■ **给定要求 A**:
请统计下方数据行中含有字符串“sneaker”的行数，区分大小写，仅给出数字。

■ **给定文本**:
◆ ◆ ◆
处理同事 blog 时发现其网页中有使用旧式的 Google Analytics,由于历史原因使用了多行的 tag,形如:
<style type='text/css'>img#wpstats{display:none}</style><!-- Google Analytics Tracking by Google Analyticator 6.5.0: http://www.videousermanuals.com/google-analyticator/ -->
<script type="text/javascript">
var analyticsFileTypes = [''];
var analyticsSnippet = 'enabled';
var analyticsEventTracking = 'enabled';
</script>
<script type="text/javascript">
var _gaq = _gaq || [];
_gaq.push(['_setAccount', 'UA-XXXXXXXX-X']);
_gaq.push(['_addDevId', 'XXXXX']); // Google Analyticator App ID with Google
_gaq.push(['_trackPageview']);
(function() {
var ga = document.createElement('script'); ga.type = 'text/javascript'; ga.async = true;
ga.src = ('https:' == document.location.protocol ? 'https://ssl' : 'http://www') + '.google-analytics.com/ga.js';
var s = document.getElementsByTagName('script')[0]; s.parentNode.insertBefore(ga, s);
})();
</script>
希望将
<!-- Google Analytics Tracking by Google Analyticator 6.5.0: http://www.videousermanuals.com/google-analyticator/ -->
开始的两个
<script>..</script>
tag删除。
使用了这样的 Perl 命令:
perl -i -pe 'BEGIN{undef $/;} s/<!-- Google Analytics Tracking by.*?<\/script>.*?<\/script>//sm' $(grep -lR ga.js *)
这里的重点是匹配时应使用不贪心匹配(.*?)而不是贪心匹配(.*)
◆ ◆ ◆
■ **给定要求 B**:
请判断下列三项陈述是否与给定文本相符，每项回答“是”或“否”，并逐字引用给定文本中起决定作用的词句：(i) 文中使用 Perl 命令来删除这些标签；(ii) 文中强调匹配时应使用贪心匹配(.*)；(iii) 需要删除的是注释之后开始的三个 script 标签。
◆ ◆ ◆
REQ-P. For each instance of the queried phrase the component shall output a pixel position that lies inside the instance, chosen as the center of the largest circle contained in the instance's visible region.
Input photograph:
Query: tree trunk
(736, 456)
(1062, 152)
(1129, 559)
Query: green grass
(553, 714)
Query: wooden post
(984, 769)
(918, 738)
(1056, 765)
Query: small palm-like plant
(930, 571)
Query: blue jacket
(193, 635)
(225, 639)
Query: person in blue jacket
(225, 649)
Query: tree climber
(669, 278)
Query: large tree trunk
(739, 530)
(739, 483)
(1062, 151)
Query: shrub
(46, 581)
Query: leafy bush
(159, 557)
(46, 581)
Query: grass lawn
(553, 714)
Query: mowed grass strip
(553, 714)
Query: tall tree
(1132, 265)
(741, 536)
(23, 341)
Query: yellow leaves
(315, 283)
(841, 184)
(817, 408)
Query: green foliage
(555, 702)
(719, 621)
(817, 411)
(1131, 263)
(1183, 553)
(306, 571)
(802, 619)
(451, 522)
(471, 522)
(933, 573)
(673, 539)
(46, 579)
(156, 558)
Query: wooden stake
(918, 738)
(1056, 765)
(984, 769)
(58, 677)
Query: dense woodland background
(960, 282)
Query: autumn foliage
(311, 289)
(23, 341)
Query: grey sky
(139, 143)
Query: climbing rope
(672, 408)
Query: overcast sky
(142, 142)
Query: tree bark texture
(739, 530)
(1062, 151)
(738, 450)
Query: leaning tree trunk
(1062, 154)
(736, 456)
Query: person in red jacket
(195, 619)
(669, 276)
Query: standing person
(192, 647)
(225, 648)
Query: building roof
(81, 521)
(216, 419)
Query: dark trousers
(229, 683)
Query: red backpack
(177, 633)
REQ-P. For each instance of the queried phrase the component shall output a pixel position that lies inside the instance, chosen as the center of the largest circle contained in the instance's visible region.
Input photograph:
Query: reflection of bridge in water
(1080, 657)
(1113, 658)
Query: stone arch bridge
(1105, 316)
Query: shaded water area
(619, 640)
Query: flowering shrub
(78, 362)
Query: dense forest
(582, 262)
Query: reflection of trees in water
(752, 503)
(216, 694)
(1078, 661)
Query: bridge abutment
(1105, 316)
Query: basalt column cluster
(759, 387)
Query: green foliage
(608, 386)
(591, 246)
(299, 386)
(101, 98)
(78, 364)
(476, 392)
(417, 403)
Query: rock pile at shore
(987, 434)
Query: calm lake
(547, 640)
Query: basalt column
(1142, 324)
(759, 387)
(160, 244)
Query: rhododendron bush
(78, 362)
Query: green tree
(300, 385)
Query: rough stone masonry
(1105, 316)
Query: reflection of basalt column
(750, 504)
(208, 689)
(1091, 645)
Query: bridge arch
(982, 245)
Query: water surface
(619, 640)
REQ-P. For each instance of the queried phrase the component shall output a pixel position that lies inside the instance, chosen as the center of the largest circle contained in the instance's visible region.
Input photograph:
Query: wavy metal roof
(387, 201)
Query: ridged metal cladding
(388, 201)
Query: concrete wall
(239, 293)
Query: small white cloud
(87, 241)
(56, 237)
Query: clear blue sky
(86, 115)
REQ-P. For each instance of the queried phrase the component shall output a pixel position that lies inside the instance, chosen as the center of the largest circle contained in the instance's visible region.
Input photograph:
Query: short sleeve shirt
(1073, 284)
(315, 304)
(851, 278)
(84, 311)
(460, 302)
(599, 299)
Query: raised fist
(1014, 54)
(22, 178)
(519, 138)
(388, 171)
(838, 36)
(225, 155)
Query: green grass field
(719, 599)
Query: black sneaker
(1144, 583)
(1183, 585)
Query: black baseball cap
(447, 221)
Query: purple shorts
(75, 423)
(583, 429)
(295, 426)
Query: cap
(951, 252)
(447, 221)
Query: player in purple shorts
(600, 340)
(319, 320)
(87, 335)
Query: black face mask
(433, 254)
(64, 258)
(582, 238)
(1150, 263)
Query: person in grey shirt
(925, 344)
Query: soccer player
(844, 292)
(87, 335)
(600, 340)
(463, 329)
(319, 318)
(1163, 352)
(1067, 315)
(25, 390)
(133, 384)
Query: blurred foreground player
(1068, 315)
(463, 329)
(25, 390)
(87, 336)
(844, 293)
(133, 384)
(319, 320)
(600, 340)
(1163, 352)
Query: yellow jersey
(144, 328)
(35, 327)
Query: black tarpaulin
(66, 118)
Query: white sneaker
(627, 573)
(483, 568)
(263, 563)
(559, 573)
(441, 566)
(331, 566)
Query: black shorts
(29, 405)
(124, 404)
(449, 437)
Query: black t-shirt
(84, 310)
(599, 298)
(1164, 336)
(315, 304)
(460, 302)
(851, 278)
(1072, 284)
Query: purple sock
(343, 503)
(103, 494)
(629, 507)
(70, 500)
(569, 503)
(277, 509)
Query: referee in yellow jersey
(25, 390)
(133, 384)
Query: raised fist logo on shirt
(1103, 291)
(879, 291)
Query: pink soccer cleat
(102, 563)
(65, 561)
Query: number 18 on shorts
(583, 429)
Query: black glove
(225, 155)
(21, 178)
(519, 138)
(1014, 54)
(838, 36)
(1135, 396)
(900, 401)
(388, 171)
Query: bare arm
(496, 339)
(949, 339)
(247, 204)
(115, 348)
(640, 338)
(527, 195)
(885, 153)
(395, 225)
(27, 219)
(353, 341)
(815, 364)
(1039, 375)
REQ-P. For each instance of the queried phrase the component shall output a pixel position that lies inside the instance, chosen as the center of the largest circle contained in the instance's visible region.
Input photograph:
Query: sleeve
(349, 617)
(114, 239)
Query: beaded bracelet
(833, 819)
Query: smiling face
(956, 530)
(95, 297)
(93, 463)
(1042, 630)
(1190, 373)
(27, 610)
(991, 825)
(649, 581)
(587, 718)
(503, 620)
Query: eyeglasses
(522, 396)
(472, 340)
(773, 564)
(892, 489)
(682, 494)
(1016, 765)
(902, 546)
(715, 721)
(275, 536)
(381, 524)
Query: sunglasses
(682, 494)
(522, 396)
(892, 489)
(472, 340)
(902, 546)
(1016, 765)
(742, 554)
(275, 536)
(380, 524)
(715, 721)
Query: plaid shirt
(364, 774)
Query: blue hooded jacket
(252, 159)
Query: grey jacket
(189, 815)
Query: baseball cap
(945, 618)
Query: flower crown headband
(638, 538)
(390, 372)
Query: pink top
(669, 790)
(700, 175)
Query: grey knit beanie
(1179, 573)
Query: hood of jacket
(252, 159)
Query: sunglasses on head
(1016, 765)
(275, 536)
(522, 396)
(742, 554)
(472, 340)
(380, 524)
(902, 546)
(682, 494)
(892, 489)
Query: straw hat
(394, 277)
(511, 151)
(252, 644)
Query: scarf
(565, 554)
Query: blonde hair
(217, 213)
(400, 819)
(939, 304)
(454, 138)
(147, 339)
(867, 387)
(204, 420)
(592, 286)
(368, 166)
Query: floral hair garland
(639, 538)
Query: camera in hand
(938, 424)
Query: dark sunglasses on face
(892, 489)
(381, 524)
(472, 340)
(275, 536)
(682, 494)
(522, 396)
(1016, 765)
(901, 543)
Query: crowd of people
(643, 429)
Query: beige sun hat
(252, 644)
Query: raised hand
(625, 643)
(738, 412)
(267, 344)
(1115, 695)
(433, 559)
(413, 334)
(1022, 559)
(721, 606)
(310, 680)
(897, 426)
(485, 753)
◆ ◆ ◆
■ **练习作答 A**:
2

■ **练习作答 B**:
(i) 是。“使用了这样的 Perl 命令:”
(ii) 否。“这里的重点是匹配时应使用不贪心匹配(.*?)而不是贪心匹配(.*)”
(iii) 否。“开始的两个”